# TRY IT
Please reproduce every one of the rows below verbatim, line for line, with nothing altered.

Records contained in a dataset
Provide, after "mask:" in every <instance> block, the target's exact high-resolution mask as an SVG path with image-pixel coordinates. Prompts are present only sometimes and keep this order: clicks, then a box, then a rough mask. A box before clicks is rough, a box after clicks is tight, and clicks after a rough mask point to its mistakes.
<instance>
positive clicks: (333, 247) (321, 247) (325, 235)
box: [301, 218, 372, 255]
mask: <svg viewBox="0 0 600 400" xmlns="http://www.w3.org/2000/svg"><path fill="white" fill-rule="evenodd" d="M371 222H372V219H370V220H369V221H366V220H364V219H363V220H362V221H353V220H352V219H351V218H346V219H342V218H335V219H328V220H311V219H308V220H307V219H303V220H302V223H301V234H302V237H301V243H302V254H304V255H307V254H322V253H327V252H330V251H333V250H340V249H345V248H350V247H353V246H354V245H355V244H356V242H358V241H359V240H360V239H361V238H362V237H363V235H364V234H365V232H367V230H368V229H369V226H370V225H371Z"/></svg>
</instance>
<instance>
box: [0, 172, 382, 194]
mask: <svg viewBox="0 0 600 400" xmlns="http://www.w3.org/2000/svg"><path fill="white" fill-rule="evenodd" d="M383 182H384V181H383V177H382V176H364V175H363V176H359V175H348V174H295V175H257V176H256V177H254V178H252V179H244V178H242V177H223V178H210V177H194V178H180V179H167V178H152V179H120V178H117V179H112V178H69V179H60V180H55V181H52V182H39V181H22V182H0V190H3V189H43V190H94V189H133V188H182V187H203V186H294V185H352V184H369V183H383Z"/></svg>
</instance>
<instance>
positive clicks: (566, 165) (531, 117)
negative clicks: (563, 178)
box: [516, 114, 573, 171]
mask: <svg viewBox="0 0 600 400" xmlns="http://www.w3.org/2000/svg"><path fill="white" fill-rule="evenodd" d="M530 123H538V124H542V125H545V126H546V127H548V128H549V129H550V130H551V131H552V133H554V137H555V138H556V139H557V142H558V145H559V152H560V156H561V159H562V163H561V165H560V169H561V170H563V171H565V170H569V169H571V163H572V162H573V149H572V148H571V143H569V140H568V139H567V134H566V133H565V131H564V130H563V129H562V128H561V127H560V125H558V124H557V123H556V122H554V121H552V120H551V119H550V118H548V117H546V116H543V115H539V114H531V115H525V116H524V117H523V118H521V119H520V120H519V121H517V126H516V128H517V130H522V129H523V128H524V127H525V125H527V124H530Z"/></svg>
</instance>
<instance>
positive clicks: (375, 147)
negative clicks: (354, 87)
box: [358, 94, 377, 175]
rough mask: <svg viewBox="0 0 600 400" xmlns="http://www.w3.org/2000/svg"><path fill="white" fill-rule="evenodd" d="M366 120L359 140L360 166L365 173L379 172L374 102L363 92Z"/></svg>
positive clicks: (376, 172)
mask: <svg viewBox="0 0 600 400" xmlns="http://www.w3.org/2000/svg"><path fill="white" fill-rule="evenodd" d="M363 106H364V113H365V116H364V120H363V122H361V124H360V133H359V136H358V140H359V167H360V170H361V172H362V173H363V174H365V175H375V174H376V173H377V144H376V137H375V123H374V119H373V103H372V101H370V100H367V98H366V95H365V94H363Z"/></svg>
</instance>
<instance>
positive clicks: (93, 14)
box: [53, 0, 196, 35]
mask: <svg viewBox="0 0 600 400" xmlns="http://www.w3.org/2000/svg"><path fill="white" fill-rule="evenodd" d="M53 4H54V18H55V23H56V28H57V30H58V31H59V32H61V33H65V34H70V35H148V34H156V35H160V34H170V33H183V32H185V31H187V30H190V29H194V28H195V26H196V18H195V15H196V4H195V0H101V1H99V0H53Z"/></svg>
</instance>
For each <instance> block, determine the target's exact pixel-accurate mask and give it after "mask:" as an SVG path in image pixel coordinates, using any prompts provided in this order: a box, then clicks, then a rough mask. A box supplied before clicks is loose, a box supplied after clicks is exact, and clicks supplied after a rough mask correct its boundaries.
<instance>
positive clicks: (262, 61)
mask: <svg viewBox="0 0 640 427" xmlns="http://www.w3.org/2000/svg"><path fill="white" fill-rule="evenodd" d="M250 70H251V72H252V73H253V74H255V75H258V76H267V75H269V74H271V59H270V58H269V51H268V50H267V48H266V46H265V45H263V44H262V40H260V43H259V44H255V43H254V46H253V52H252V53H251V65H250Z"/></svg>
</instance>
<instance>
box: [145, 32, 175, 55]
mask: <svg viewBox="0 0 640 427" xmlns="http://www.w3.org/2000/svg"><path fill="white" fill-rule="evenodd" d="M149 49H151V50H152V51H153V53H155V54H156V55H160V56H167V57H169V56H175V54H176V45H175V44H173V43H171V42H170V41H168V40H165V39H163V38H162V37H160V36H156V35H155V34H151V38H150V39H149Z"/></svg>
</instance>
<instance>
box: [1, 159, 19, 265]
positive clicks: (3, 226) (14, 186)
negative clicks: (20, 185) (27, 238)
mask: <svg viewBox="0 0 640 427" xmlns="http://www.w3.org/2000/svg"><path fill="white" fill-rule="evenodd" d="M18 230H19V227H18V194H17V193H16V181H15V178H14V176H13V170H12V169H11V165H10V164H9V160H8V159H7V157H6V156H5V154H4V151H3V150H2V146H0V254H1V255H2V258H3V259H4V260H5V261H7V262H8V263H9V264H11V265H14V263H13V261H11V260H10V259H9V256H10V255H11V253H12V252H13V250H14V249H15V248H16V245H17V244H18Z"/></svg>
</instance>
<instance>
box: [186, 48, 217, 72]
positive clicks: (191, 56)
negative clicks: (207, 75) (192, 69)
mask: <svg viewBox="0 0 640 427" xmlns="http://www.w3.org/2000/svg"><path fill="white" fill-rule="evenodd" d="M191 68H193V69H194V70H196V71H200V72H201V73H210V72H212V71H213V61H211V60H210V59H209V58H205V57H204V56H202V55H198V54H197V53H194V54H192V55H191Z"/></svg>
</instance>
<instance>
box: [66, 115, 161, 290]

# WORKED SOLUTION
Provide, after "mask:" in every <instance> block, the target's exact high-resolution mask as an SVG path with image-pixel coordinates. Prompts are present only sometimes and keep this order: clicks, then a box, then a rough mask. A box before clicks is rough, a box after clicks is tight, and clicks after a rough mask point to its mistakes.
<instance>
positive clicks: (333, 247) (321, 247) (325, 235)
box: [301, 218, 372, 255]
mask: <svg viewBox="0 0 600 400" xmlns="http://www.w3.org/2000/svg"><path fill="white" fill-rule="evenodd" d="M371 222H372V219H370V220H369V221H366V220H364V219H363V220H362V221H353V220H352V219H351V218H346V219H342V218H335V219H328V220H311V219H308V220H307V219H303V220H302V223H301V234H302V237H301V243H302V254H304V255H307V254H322V253H327V252H330V251H333V250H340V249H345V248H350V247H353V246H354V245H355V244H356V242H358V241H359V240H360V239H361V238H362V237H363V235H364V234H365V232H367V230H368V229H369V226H370V225H371Z"/></svg>
</instance>
<instance>
box: [0, 172, 382, 194]
mask: <svg viewBox="0 0 600 400" xmlns="http://www.w3.org/2000/svg"><path fill="white" fill-rule="evenodd" d="M383 182H384V181H383V177H382V176H364V175H363V176H359V175H348V174H295V175H257V176H256V177H254V178H252V179H244V178H242V177H223V178H210V177H194V178H180V179H167V178H152V179H120V178H117V179H112V178H69V179H60V180H55V181H52V182H39V181H22V182H0V190H3V189H43V190H94V189H133V188H182V187H203V186H294V185H352V184H369V183H383Z"/></svg>
</instance>
<instance>
positive clicks: (566, 165) (531, 117)
negative clicks: (563, 178)
box: [516, 114, 573, 171]
mask: <svg viewBox="0 0 600 400" xmlns="http://www.w3.org/2000/svg"><path fill="white" fill-rule="evenodd" d="M530 123H538V124H542V125H545V126H546V127H548V128H549V129H550V130H551V131H552V133H554V137H555V138H556V139H557V142H558V145H559V152H560V156H561V159H562V163H561V165H560V169H561V170H563V171H565V170H569V169H571V163H572V162H573V149H572V148H571V143H569V140H568V139H567V134H566V133H565V131H564V130H563V129H562V128H561V127H560V125H558V124H557V123H556V122H554V121H552V120H551V119H550V118H548V117H546V116H543V115H539V114H531V115H525V116H524V117H523V118H521V119H520V120H519V121H517V126H516V128H517V130H522V129H523V128H524V127H525V125H527V124H530Z"/></svg>
</instance>
<instance>
positive clicks: (375, 147)
negative clicks: (354, 87)
box: [358, 94, 377, 175]
rough mask: <svg viewBox="0 0 600 400" xmlns="http://www.w3.org/2000/svg"><path fill="white" fill-rule="evenodd" d="M366 120L359 140L360 166L365 173L379 172L374 102L363 92Z"/></svg>
positive clicks: (376, 172)
mask: <svg viewBox="0 0 600 400" xmlns="http://www.w3.org/2000/svg"><path fill="white" fill-rule="evenodd" d="M363 106H364V113H365V116H364V120H363V122H361V124H360V133H359V136H358V140H359V167H360V170H361V172H362V173H363V174H365V175H375V174H376V173H377V144H376V137H375V123H374V119H373V103H372V101H370V100H367V98H366V95H365V94H363Z"/></svg>
</instance>
<instance>
positive clicks: (93, 14)
box: [53, 0, 196, 35]
mask: <svg viewBox="0 0 600 400" xmlns="http://www.w3.org/2000/svg"><path fill="white" fill-rule="evenodd" d="M53 4H54V18H55V23H56V28H57V30H58V31H59V32H61V33H65V34H70V35H148V34H156V35H160V34H170V33H183V32H185V31H187V30H190V29H194V28H195V26H196V18H195V15H196V4H195V0H101V1H99V0H53Z"/></svg>
</instance>
For each <instance> block, determine the target's exact pixel-accurate mask and give it after "mask:" as an SVG path in image pixel coordinates, using any prompts provided in this order: a box, then clicks, then a rough mask. A box supplied before clicks is loose, a box supplied after clicks is exact, and clicks supplied after a rough mask correct its boundaries.
<instance>
positive clicks: (262, 61)
mask: <svg viewBox="0 0 640 427" xmlns="http://www.w3.org/2000/svg"><path fill="white" fill-rule="evenodd" d="M250 70H251V72H252V73H253V74H255V75H258V76H267V75H269V74H271V59H270V58H269V51H268V50H267V48H266V46H265V45H263V44H262V40H260V43H259V44H255V43H254V46H253V52H252V53H251V65H250Z"/></svg>
</instance>
<instance>
box: [145, 32, 175, 55]
mask: <svg viewBox="0 0 640 427" xmlns="http://www.w3.org/2000/svg"><path fill="white" fill-rule="evenodd" d="M149 49H151V50H152V51H153V53H155V54H156V55H160V56H167V57H169V56H175V54H176V45H175V44H173V43H171V42H170V41H168V40H165V39H163V38H162V37H160V36H156V35H155V34H151V38H150V39H149Z"/></svg>
</instance>
<instance>
box: [1, 159, 19, 265]
positive clicks: (3, 226) (14, 186)
negative clicks: (20, 185) (27, 238)
mask: <svg viewBox="0 0 640 427" xmlns="http://www.w3.org/2000/svg"><path fill="white" fill-rule="evenodd" d="M18 230H19V227H18V194H17V193H16V181H15V178H14V176H13V170H12V169H11V165H10V164H9V160H8V159H7V157H6V156H5V154H4V151H3V150H2V146H0V254H1V255H2V258H3V259H4V260H5V261H7V262H8V263H9V264H11V265H14V263H13V261H11V260H10V259H9V256H10V255H11V253H12V252H13V250H14V249H15V248H16V245H17V244H18Z"/></svg>
</instance>
<instance>
box: [186, 48, 217, 72]
positive clicks: (191, 56)
negative clicks: (207, 75) (192, 69)
mask: <svg viewBox="0 0 640 427" xmlns="http://www.w3.org/2000/svg"><path fill="white" fill-rule="evenodd" d="M191 68H193V69H194V70H196V71H200V72H201V73H210V72H212V71H213V61H211V60H210V59H209V58H205V57H204V56H202V55H198V54H197V53H194V54H192V55H191Z"/></svg>
</instance>
<instance>
box: [66, 115, 161, 290]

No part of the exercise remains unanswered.